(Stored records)
....
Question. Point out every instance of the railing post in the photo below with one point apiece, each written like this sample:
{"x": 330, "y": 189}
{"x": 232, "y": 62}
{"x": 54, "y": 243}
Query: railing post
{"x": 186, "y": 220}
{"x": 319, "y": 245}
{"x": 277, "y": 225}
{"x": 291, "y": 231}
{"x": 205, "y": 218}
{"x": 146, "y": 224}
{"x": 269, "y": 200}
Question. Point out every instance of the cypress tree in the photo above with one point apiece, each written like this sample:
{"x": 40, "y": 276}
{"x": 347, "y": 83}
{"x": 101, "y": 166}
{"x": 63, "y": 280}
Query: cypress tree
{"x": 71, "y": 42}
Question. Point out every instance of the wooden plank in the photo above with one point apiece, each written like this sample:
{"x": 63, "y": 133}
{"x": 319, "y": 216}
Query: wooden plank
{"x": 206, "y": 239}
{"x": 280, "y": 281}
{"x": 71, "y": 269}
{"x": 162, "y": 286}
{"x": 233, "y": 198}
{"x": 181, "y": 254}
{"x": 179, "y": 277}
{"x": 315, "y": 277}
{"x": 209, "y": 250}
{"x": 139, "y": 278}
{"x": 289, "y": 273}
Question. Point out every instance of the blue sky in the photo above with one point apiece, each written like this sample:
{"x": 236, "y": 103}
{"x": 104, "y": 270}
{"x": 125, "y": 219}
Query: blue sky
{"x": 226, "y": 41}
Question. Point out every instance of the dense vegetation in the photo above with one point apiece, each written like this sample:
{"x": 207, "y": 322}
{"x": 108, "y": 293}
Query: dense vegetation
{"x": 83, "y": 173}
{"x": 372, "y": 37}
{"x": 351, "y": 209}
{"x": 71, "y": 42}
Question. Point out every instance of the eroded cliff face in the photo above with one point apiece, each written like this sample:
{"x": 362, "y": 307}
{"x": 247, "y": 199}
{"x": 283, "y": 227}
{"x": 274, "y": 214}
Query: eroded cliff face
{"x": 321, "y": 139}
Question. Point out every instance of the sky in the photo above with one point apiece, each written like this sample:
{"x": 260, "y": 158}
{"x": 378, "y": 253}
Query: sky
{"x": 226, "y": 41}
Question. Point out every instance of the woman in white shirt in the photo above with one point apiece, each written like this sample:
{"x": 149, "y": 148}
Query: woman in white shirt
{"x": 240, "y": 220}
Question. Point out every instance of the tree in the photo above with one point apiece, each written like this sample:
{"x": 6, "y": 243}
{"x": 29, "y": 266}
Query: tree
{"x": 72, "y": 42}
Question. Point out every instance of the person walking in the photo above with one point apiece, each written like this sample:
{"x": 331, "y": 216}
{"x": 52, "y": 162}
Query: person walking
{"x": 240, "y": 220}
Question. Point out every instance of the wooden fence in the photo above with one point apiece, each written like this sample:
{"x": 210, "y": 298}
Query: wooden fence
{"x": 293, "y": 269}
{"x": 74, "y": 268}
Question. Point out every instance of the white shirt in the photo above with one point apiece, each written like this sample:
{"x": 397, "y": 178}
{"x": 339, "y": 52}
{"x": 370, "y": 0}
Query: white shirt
....
Directions >>
What is needed is an exact copy of all the records.

Response box >>
Question. Point out every instance of the railing post in the photo below with one point apiece, each written like this sample:
{"x": 330, "y": 189}
{"x": 232, "y": 62}
{"x": 54, "y": 243}
Query: railing post
{"x": 186, "y": 220}
{"x": 319, "y": 245}
{"x": 277, "y": 225}
{"x": 291, "y": 231}
{"x": 205, "y": 218}
{"x": 146, "y": 224}
{"x": 269, "y": 200}
Question. Point out every instance of the cypress tree in the photo above with one point apiece, each written like this sample:
{"x": 40, "y": 276}
{"x": 347, "y": 83}
{"x": 101, "y": 166}
{"x": 63, "y": 280}
Query: cypress tree
{"x": 71, "y": 42}
Question. Point out every instance of the wooden plank in the photo above with one point apiece, each written like this sample:
{"x": 63, "y": 133}
{"x": 319, "y": 216}
Query: wooden plank
{"x": 206, "y": 239}
{"x": 280, "y": 281}
{"x": 71, "y": 269}
{"x": 162, "y": 286}
{"x": 233, "y": 198}
{"x": 181, "y": 254}
{"x": 179, "y": 277}
{"x": 315, "y": 277}
{"x": 209, "y": 250}
{"x": 139, "y": 278}
{"x": 289, "y": 273}
Question. Point out every instance of the blue sky in the photo above with one point apiece, each written like this sample:
{"x": 236, "y": 103}
{"x": 104, "y": 270}
{"x": 125, "y": 219}
Query: blue sky
{"x": 226, "y": 41}
Question. Point out every instance of the dense vegetation in the photo above with one point apiece, each written like this sample:
{"x": 207, "y": 322}
{"x": 108, "y": 293}
Query: dense vegetation
{"x": 83, "y": 173}
{"x": 372, "y": 37}
{"x": 351, "y": 209}
{"x": 71, "y": 42}
Question. Point out every instance of the eroded cliff face in the photo above with one point apiece, each written like this sample:
{"x": 362, "y": 307}
{"x": 247, "y": 199}
{"x": 283, "y": 227}
{"x": 274, "y": 214}
Query: eroded cliff face
{"x": 321, "y": 139}
Question. Point out every instance of the sky in the photo above with one point apiece, each written like this sample:
{"x": 260, "y": 158}
{"x": 378, "y": 253}
Query: sky
{"x": 226, "y": 41}
Question. Point out every instance of the woman in white shirt in the photo above with one point apiece, each written like this sample:
{"x": 149, "y": 148}
Query: woman in white shirt
{"x": 240, "y": 220}
Question. Point out every instance of the tree in the photo above with one point apiece, each written like this sample:
{"x": 6, "y": 243}
{"x": 29, "y": 266}
Query: tree
{"x": 72, "y": 42}
Question. Point out every instance of the person walking in the photo above with one point apiece, each written like this sample:
{"x": 331, "y": 216}
{"x": 52, "y": 162}
Query: person walking
{"x": 240, "y": 220}
Question. Point out every instance of the wooden fence in the photo above with one point apiece, each written like this sample:
{"x": 210, "y": 298}
Query: wooden fence
{"x": 293, "y": 269}
{"x": 74, "y": 268}
Question. Point out every instance of the white shirt in the photo above with one point apiece, each written like this sample:
{"x": 397, "y": 178}
{"x": 339, "y": 52}
{"x": 370, "y": 0}
Query: white shirt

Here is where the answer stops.